* **What the task requires**
Starting at the first line and ending at the last, reproduce the records below exactly.

* **Extracted data entries**
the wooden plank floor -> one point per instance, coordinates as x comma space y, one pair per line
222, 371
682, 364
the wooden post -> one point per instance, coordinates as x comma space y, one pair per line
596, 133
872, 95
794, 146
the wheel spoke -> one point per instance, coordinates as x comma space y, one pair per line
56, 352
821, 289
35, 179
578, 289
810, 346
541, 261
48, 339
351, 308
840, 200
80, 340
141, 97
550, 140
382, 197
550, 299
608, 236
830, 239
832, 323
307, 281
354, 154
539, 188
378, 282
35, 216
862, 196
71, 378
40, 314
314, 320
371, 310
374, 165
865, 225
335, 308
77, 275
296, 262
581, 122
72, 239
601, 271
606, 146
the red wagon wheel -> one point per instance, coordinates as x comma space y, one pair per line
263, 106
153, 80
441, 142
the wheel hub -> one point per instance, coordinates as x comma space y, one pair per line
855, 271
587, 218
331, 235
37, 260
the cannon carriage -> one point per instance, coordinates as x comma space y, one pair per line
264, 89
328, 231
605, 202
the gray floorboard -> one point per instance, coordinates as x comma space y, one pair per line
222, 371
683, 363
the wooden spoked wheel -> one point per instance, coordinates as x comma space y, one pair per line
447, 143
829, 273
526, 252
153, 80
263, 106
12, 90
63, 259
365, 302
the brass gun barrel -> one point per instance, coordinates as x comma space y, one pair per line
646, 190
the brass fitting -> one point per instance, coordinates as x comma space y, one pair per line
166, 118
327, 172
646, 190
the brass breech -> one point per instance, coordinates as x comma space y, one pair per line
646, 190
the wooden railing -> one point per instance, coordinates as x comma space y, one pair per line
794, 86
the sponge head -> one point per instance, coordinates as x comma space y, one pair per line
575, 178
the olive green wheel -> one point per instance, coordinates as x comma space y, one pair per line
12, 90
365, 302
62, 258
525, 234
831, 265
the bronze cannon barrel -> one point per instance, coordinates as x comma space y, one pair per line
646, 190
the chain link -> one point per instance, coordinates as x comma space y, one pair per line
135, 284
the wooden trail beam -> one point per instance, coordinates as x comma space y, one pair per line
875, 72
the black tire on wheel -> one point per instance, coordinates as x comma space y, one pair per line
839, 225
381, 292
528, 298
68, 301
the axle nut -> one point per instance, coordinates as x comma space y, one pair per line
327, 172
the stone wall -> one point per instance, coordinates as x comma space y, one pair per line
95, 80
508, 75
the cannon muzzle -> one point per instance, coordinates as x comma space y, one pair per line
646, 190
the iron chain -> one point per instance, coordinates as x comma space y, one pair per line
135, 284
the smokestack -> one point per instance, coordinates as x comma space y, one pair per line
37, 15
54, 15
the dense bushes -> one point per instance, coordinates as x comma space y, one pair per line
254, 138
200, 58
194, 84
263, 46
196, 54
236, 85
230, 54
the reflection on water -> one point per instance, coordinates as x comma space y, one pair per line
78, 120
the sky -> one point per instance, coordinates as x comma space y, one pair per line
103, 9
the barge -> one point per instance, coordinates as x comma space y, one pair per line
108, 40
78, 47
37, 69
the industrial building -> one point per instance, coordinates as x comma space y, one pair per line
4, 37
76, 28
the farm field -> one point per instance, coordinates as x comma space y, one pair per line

* **Answer for the task**
the wooden plank floor -> one point per instance, coordinates as x comma space y, one pair per line
222, 371
682, 364
the wooden post -> one point per instance, coordinates as x comma space y, one pair per line
596, 133
872, 95
794, 146
the wheel spoke -> one point per instance, coordinates as x comma space y, one pair per line
56, 352
821, 289
35, 179
578, 289
810, 346
541, 261
48, 339
351, 308
840, 200
80, 340
141, 97
550, 140
382, 197
550, 299
608, 236
830, 239
832, 323
307, 281
354, 154
539, 188
378, 282
35, 216
862, 196
71, 378
40, 314
314, 320
371, 310
374, 165
865, 225
335, 308
77, 275
296, 262
581, 122
72, 239
601, 271
606, 146
the red wagon wheel -> one point per instance, coordinates as x comma space y, one pair per line
263, 106
153, 80
441, 142
the wheel hub -> one point per instance, coordinates as x comma space y, one pair per line
855, 271
587, 218
331, 235
37, 260
the cannon carriage -> one point per instance, coordinates as x comma space y, one pair per line
264, 89
328, 231
605, 202
the gray floorboard -> one point per instance, coordinates as x comma space y, one pair per line
222, 371
683, 363
the wooden spoked wheel -> one point per instance, coordinates as x comma space y, one pair per line
447, 143
829, 273
526, 252
153, 80
263, 106
12, 90
63, 259
365, 302
the brass gun barrel -> one point per instance, coordinates as x comma space y, one pair per line
646, 190
the brass fitting -> one point per instance, coordinates as x comma space y, one pair per line
166, 118
327, 172
646, 190
the brass breech -> one point per instance, coordinates as x comma space y, one pair per line
646, 190
the wooden railing -> one point per instance, coordinates as x comma space y, one pair per line
794, 86
the sponge head -> one point per instance, coordinates as x comma space y, one pair per line
575, 178
the olive green wheel -> one point per instance, coordinates as x comma space y, one pair per line
12, 90
365, 302
62, 258
525, 234
831, 265
the bronze cannon barrel -> one point per instance, coordinates as x comma space y, one pair per line
646, 190
the chain link -> one point per instance, coordinates as x comma space y, one pair per line
135, 284
the wooden trail beam -> one point per instance, coordinates as x comma space y, one pair per line
875, 72
the black tire on wheel -> one point per instance, coordinates as x comma space y, one pair per line
839, 225
381, 292
528, 298
68, 301
the axle nut -> one point per instance, coordinates as x comma space y, one pair per line
327, 172
the stone wall -> one point per instance, coordinates as x comma space y, one pair per line
95, 80
508, 75
the cannon muzzle -> one point per instance, coordinates as x comma space y, one pair per line
646, 190
the iron chain -> one point per instance, coordinates as x comma space y, one pair per line
135, 284
the smokestack -> one point per instance, coordinates as x comma space y, one pair per line
37, 15
54, 15
the dense bushes -> one point per instance, coordinates as x comma space y, one pair per line
254, 138
200, 58
194, 84
263, 46
196, 54
236, 85
230, 54
the reflection on water -> one point per instance, coordinates as x comma space y, one pair per line
78, 120
the sky -> one point per instance, coordinates as x comma space y, one pair per line
103, 9
the barge -> one point per instance, coordinates as x comma space y, one pair per line
108, 40
78, 47
37, 69
the industrial building -> one point per instance, coordinates as x comma space y, one pair per line
4, 37
76, 28
the farm field -> one point per instance, coordinates as x comma space y, one pair per line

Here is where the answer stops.